## LISTED RECORDS
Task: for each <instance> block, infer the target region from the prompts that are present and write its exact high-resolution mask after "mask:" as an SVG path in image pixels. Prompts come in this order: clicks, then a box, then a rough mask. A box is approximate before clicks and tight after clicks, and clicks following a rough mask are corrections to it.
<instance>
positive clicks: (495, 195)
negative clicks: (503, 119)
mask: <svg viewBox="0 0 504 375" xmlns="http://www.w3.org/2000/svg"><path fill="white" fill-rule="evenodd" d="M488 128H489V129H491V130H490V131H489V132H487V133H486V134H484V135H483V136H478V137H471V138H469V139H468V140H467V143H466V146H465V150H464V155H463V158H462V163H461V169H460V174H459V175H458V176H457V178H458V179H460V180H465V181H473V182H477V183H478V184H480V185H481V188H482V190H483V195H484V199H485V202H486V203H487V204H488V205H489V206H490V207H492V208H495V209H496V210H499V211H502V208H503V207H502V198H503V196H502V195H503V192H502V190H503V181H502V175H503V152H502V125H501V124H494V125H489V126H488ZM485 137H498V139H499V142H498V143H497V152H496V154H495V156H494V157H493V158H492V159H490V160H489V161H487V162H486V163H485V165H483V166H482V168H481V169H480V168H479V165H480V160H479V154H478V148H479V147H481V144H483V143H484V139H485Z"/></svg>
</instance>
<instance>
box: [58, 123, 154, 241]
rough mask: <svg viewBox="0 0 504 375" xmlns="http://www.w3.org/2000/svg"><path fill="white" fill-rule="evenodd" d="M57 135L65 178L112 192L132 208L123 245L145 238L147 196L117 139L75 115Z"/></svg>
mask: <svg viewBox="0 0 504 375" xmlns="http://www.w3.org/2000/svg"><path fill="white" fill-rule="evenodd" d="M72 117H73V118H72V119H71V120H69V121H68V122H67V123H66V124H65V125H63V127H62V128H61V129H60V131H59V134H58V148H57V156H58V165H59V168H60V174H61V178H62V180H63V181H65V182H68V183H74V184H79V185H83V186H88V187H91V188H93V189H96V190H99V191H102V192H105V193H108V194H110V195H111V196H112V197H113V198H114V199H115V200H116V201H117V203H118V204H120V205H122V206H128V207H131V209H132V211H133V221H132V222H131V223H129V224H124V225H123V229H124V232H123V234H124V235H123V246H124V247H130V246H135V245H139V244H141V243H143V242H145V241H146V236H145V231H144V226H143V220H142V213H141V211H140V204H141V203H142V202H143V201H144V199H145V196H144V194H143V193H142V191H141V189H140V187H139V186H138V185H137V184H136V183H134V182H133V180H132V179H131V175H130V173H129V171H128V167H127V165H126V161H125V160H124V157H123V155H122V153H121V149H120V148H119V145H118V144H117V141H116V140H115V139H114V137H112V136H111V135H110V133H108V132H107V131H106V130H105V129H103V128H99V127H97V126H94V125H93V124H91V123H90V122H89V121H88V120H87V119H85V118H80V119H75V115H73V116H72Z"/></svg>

...

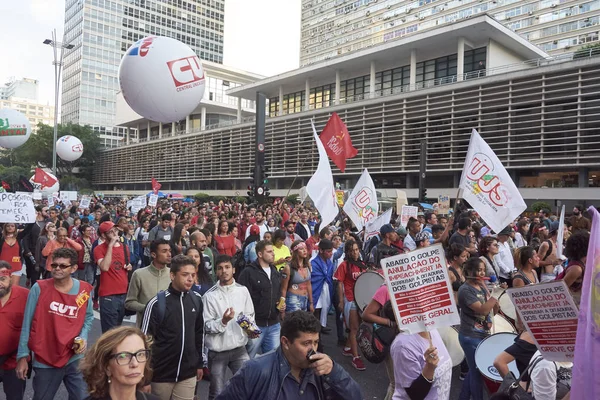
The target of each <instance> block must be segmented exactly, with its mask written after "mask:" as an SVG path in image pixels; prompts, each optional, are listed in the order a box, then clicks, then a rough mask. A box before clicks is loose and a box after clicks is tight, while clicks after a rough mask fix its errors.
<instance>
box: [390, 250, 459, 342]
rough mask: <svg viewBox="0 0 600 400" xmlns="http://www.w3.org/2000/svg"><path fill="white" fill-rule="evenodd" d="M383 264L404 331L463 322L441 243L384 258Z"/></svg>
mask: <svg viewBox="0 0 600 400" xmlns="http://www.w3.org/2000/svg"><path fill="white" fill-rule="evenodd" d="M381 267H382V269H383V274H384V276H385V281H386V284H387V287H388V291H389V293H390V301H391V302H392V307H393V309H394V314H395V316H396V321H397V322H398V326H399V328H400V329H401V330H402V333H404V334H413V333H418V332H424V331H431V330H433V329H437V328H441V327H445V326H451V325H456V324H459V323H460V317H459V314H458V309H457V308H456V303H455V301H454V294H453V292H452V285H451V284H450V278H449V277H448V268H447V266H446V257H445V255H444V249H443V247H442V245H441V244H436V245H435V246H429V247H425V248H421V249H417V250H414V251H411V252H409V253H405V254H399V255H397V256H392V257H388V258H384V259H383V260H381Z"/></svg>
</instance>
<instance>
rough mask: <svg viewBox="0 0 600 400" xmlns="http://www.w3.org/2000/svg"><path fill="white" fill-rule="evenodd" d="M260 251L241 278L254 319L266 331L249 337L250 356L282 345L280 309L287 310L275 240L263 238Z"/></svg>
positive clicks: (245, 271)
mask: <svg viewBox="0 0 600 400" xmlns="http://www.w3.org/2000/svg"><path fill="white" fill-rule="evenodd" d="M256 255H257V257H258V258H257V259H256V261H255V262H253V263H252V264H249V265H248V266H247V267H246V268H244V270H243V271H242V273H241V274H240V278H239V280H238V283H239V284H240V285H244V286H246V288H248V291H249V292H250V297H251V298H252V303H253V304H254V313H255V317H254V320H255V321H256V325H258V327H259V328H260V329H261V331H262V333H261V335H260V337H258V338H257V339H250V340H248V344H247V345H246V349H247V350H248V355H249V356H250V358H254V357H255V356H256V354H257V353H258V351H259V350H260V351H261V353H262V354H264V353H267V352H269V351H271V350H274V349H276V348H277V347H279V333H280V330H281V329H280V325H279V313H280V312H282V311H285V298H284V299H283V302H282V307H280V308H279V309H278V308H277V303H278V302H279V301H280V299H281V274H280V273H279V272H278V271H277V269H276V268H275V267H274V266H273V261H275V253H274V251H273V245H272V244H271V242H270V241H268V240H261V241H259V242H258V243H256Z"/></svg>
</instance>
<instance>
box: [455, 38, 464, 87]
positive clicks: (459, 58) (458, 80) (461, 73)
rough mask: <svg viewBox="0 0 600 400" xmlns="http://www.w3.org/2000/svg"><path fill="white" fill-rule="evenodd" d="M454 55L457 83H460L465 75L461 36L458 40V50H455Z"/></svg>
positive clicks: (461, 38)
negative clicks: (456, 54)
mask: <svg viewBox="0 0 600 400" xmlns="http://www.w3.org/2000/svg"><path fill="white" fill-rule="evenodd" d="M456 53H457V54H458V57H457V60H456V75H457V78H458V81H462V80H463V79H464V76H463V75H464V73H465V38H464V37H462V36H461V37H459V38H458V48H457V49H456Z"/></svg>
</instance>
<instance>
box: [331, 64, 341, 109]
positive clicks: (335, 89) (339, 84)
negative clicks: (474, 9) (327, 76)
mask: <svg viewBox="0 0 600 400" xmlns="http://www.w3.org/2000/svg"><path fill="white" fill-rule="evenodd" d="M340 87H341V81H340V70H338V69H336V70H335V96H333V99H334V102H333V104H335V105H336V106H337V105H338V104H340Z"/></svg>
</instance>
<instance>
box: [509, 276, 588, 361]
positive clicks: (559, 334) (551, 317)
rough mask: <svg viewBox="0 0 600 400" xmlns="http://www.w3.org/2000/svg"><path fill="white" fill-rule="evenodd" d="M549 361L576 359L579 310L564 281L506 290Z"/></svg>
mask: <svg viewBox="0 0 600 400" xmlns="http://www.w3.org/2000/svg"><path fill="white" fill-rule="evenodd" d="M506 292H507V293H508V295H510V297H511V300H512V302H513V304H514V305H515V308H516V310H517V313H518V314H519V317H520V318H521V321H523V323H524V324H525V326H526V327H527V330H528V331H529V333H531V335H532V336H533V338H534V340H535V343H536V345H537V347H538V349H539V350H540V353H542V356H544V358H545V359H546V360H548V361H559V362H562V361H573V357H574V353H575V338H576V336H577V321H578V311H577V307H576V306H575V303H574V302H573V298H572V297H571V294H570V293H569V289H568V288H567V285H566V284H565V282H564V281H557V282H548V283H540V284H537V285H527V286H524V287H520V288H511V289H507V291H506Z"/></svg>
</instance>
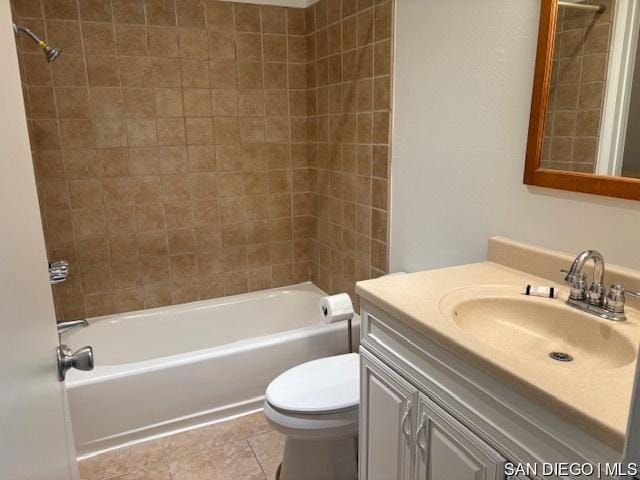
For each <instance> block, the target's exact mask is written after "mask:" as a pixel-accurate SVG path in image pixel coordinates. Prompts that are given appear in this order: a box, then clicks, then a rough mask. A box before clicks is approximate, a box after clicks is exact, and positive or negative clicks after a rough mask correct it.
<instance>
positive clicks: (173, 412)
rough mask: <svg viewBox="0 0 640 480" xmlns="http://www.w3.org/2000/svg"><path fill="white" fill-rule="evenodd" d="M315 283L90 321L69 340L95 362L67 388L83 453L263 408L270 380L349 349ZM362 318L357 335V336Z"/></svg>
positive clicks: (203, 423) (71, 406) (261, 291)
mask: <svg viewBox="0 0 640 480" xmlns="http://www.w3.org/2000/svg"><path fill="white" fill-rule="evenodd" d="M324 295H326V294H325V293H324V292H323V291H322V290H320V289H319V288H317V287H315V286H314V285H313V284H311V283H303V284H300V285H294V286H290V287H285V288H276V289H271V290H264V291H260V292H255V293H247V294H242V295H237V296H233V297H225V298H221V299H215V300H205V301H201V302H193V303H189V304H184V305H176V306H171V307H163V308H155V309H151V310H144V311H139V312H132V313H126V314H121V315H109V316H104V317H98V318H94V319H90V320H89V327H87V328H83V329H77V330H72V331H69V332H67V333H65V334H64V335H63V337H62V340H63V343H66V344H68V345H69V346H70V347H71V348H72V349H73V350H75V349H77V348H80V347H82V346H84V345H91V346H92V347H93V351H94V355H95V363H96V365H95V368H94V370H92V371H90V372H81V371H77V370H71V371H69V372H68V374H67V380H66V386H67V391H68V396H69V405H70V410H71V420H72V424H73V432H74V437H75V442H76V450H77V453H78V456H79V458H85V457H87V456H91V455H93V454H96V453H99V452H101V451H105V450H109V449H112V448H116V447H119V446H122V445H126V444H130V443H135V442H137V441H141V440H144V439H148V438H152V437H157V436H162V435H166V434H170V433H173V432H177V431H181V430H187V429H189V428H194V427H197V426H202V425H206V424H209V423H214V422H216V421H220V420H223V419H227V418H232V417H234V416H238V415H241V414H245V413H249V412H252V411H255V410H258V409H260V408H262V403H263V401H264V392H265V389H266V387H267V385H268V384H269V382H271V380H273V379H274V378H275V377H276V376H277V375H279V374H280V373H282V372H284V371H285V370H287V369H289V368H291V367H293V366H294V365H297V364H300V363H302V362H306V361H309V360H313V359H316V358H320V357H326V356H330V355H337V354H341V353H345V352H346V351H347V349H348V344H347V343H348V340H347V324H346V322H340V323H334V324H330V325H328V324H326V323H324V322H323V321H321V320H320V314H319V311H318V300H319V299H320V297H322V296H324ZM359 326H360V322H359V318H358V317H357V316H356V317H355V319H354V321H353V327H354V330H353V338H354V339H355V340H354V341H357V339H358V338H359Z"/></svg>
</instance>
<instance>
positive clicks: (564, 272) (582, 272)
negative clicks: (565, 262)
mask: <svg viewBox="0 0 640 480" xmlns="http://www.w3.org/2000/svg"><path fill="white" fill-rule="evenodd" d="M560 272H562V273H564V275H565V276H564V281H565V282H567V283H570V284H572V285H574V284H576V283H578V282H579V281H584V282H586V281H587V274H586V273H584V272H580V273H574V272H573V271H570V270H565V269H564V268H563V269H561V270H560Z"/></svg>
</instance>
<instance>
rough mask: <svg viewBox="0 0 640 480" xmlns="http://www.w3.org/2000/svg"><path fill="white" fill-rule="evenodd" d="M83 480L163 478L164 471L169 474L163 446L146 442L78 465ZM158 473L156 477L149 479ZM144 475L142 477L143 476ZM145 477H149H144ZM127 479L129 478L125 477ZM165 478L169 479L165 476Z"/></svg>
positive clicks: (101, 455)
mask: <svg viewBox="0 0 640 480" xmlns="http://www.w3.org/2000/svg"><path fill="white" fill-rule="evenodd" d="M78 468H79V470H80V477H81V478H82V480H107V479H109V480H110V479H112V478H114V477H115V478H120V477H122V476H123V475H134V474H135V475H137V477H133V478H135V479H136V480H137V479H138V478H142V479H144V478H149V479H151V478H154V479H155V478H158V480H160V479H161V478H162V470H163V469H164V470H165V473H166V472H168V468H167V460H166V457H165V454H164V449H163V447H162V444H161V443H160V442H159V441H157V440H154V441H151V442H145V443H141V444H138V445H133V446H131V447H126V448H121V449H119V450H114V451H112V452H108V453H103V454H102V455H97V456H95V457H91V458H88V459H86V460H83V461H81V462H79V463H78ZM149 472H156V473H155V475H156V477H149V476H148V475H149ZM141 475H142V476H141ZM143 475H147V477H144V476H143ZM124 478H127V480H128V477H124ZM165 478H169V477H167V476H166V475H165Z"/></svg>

## TASK DIRECTIONS
Please pull out each line of the data above that contains the word "negative", treating uppercase and lowercase as different.

## TASK SOLUTION
negative clicks: (503, 119)
negative clicks: (456, 54)
negative clicks: (474, 9) (327, 76)
For each <instance> block, the target's exact mask is written after "mask:" as a pixel-accurate SVG path in image pixel coordinates. Prompts that are given appear in this order: a box, then clicks, then a rough mask. A box before clicks is approximate, a box after clicks is exact, and positive or negative clicks after a rough mask correct it.
negative clicks: (565, 262)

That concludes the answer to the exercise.